# Puppy won't walk with leash on



## Speedy2662 (May 27, 2012)

Okay, this is weird. So I tried taking Zack outside today to an outside area (outside of the garden) with the leash on. However, first challenge: Walk down the stairs. When I close my door to the apartment, Zack will just sit there. I walk down a few steps, give him a little pull to show him that I'm going down, then he just "squats" down and tries to stop me from moving him. It's as if he was taking a poo but without the poo bit. Seriously, he just sits there and does everything to not go. After getting some treats or my friends dog, he will go down. It's better going up, he has no problems then (but some still occasionally)
.When we go outside, he will follow the friends dog happily, but if I only have a treat he won't even go for it. When I move it up to his nose he'll sniff it, but when I take it away, he'll freeze. I borrowed my friends loose leash that is 5m to give him more room to go on grass.He will walk slowly, but will walk, sometimes just sit and freeze. When I want to give him exercise (a little run) He will either run very very slowly, meaning I end up pulling him, or he will sit down and that ends up with me pulling hiss butt on the ground. What can I do to make him walk himself???? :/


----------



## jae (Jul 17, 2012)

Keep treating and praising whenever he does walk, be fair and don't push him too hard. Patience!! My pup hesitated to walk, as well. He is still very young and getting used to everything, he knows what he has on and this is probably confusing him. Have you tried keeping the leash on inside and walking him around with it? 

Keep it short and sweet don't go too far, I will bet you in one or two weeks, he will be walking much nicer. In one month you will see how much further he can walk than you can


----------



## Sunflowers (Feb 17, 2012)

Why is it weird?
Leashes and stairs are man made and unnatural to dogs.
You have a baby. Leash walking and stairs need to be taught. The older dogs you see doing it effortlessly have a lot of experience. Everything you do with a dog is training.


----------



## Jax08 (Feb 13, 2009)

It's not natural for them to have something on their necks. Get a short leash and, WHEN HE IS SUPERVISED, leave it on him and let him drag it. He'll get used to it.

Second, the stairs, you can do this two ways. You can walk him down the stairs, forcing him to take a step, and reward him when he does. Or you can lure him up with treats, clicking and rewarding him. Now....is he large enough to go up and down the steps with no problem? If he's to small then it might be hard for him.


----------



## Speedy2662 (May 27, 2012)

He is okay with stairs, when he wants to he can go faster than me. My dad doesnt let me put a leash on him to carry around at home because "he is ment to know that a leash = a walk"... I seriously was about to facepalm, but I calmed myself.... He goes to work tomorow, so I'll try it then.
The stairs? If I pull him one stair down, he will just freeze. He wears a collar all the time, so he's used to a collar, it's the leash that is a problem. He ignores any kind of treats. I'll try and work on it tomorrow.


Sent from my iPhone using Petguide.com Free App


----------



## Jax08 (Feb 13, 2009)

When your dad leaves, put the leash on him and let him drag it. Just supervise him because he will chew on it.


----------

ENTRIES PROVIDED:
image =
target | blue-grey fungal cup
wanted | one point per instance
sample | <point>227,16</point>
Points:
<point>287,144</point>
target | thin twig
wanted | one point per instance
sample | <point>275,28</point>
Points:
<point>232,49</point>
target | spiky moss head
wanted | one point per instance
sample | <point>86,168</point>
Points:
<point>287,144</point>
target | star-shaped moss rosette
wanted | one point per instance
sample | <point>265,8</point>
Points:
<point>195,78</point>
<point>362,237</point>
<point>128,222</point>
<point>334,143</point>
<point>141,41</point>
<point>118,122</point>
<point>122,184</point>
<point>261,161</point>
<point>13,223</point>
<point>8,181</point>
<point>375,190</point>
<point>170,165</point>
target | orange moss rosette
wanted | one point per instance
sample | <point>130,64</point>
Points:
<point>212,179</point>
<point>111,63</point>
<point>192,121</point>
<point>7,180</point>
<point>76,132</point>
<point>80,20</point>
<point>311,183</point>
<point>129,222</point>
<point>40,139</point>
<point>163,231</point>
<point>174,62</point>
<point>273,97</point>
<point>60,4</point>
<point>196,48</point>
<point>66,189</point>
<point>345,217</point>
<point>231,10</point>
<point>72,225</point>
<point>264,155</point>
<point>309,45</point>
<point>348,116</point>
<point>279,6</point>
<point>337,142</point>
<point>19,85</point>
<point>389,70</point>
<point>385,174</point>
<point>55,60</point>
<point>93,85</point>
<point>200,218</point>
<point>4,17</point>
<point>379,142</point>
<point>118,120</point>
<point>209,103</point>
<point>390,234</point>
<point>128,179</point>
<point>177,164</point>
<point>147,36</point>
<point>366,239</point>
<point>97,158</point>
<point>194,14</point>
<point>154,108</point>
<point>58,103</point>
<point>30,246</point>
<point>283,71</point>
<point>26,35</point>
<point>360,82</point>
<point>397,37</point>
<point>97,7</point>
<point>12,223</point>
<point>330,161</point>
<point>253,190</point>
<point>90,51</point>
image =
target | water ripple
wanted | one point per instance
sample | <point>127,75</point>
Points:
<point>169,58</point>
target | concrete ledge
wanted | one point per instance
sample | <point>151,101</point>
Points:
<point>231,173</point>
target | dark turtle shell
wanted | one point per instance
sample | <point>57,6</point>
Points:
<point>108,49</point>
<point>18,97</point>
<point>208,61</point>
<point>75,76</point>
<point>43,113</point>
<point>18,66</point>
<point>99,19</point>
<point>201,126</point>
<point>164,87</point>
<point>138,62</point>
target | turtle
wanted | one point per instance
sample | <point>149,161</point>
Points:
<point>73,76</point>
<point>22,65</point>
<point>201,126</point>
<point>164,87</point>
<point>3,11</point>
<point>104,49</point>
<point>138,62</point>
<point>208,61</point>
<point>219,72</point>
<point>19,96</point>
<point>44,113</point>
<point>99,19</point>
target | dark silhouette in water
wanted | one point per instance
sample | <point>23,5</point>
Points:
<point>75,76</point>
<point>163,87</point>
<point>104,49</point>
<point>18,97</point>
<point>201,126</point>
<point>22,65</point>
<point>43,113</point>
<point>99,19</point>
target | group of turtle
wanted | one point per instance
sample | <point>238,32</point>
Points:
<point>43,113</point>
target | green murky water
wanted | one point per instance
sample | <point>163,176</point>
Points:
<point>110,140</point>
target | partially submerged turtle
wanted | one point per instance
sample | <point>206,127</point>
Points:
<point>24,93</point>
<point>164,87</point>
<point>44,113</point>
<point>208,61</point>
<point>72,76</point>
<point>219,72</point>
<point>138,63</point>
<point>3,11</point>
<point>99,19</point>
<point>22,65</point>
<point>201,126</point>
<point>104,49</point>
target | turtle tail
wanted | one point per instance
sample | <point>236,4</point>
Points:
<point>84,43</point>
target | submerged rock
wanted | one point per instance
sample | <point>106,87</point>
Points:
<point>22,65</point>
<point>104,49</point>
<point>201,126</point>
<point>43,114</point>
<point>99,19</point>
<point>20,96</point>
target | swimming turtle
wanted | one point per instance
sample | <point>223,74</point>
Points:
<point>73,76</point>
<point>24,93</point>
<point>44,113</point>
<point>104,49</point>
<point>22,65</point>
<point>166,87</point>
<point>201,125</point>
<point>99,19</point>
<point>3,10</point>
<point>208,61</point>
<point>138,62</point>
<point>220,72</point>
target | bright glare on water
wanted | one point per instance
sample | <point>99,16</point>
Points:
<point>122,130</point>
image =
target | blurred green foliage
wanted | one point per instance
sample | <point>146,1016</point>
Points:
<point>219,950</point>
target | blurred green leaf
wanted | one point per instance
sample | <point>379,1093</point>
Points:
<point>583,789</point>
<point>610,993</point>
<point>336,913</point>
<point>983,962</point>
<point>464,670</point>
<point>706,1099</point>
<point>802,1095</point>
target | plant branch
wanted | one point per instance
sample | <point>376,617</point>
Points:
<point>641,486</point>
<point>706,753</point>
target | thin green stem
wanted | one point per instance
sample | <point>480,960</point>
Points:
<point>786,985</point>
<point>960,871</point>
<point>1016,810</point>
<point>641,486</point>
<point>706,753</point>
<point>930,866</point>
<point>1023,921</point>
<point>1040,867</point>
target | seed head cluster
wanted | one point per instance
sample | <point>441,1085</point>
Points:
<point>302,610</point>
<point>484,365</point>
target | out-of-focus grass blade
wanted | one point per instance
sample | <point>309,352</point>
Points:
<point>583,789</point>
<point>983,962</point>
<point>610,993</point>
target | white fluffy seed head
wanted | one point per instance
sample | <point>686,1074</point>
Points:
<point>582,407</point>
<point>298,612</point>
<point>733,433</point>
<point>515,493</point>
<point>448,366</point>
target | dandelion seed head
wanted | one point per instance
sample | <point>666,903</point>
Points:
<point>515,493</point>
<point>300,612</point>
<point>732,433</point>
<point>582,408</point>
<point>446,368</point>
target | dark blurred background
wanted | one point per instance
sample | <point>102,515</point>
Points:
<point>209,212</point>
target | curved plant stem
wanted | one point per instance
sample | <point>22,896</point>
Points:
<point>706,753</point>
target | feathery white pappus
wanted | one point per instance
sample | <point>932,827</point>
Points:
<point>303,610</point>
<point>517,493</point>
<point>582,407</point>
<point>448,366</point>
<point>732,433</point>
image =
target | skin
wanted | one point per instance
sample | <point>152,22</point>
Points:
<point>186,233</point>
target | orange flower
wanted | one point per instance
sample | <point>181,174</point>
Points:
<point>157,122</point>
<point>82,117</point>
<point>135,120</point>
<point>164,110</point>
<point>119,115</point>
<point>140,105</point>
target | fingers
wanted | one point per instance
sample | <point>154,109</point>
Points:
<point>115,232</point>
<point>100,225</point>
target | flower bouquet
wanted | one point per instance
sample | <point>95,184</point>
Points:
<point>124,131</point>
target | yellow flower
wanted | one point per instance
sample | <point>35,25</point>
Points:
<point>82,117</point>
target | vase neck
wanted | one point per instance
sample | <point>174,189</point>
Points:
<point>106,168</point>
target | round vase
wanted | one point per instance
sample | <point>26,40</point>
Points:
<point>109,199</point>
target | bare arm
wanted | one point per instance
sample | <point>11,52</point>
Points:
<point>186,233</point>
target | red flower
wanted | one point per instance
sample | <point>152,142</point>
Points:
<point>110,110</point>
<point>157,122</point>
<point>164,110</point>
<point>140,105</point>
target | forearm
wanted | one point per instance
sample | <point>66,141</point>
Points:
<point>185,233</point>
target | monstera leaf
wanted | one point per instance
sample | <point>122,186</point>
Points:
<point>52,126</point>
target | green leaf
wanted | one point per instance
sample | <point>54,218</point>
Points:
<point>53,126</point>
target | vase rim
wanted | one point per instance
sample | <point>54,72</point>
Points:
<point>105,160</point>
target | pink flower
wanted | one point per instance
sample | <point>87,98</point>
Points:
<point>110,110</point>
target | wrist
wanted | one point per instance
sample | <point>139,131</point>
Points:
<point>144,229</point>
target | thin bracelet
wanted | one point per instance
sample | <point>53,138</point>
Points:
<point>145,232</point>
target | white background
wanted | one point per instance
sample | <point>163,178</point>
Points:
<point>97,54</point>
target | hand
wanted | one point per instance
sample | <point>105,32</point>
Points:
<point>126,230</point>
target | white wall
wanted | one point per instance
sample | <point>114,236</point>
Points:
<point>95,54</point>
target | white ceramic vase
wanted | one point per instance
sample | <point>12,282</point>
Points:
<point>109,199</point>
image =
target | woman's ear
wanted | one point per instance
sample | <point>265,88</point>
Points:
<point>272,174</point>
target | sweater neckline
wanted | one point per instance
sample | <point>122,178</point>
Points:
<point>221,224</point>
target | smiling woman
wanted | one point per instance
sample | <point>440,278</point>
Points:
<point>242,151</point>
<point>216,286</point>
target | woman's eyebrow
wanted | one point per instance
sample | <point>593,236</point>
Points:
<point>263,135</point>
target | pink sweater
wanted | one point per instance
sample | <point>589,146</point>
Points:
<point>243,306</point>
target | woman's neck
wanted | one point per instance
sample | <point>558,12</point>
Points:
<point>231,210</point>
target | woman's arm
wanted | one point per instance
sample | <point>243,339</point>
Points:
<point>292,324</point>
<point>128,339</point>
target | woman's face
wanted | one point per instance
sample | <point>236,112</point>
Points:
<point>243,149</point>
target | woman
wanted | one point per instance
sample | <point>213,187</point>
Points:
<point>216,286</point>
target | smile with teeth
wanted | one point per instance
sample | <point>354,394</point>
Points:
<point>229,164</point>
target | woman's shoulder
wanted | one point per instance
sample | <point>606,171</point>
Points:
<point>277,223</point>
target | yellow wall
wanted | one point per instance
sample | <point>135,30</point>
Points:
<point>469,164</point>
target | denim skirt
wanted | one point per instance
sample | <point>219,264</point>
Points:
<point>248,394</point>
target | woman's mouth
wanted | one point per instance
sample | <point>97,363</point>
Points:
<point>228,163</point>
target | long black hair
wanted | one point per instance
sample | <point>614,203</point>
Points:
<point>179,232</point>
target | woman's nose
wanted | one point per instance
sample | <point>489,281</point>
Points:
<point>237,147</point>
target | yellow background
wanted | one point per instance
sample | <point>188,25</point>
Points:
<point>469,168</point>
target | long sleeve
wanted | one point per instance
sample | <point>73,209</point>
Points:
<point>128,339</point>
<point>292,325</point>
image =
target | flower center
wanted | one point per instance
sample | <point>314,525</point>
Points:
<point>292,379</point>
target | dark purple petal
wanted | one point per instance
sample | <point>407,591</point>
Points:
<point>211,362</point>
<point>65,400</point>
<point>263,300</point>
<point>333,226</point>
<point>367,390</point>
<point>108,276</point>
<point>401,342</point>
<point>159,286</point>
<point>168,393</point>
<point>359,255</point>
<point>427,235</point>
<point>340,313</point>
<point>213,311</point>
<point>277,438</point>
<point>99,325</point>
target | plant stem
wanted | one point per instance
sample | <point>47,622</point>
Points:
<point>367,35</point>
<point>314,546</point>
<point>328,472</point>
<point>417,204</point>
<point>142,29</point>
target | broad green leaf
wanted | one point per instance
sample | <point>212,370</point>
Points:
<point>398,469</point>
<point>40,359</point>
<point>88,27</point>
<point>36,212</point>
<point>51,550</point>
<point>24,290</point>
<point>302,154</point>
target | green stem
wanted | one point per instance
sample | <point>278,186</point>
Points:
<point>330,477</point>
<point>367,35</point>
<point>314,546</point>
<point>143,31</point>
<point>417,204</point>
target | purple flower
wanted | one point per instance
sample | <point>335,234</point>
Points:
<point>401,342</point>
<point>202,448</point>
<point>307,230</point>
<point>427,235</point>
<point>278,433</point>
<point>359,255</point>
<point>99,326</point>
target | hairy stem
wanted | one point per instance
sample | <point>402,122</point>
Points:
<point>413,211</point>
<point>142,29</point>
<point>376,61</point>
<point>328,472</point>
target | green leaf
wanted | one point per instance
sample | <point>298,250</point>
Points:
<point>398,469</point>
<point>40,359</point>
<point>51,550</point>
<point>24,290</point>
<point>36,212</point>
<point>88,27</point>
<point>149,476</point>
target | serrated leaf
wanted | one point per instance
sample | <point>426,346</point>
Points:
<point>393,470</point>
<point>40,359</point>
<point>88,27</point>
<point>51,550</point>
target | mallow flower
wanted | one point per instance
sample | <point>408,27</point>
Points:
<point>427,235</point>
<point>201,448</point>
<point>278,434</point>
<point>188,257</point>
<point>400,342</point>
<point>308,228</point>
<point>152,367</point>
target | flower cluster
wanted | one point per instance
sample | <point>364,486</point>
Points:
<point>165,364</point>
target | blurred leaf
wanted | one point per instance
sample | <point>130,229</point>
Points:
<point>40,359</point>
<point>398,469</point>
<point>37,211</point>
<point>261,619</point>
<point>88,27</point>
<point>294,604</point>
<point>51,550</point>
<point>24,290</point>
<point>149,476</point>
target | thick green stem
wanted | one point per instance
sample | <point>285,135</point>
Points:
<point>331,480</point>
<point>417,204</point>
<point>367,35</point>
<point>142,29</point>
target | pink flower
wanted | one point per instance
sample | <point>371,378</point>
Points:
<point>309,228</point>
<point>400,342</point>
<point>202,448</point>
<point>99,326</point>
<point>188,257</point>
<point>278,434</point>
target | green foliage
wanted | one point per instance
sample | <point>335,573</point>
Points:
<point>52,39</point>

WRITTEN REQUEST:
Transcribe the passage of the forum thread about the puppy that refuses to walk on a leash, from "Keep it short" up to and including "is it weird?".

OUTPUT OF THE EXERCISE:
Keep it short and sweet don't go too far, I will bet you in one or two weeks, he will be walking much nicer. In one month you will see how much further he can walk than you can


----------



## Sunflowers (Feb 17, 2012)

Why is it weird?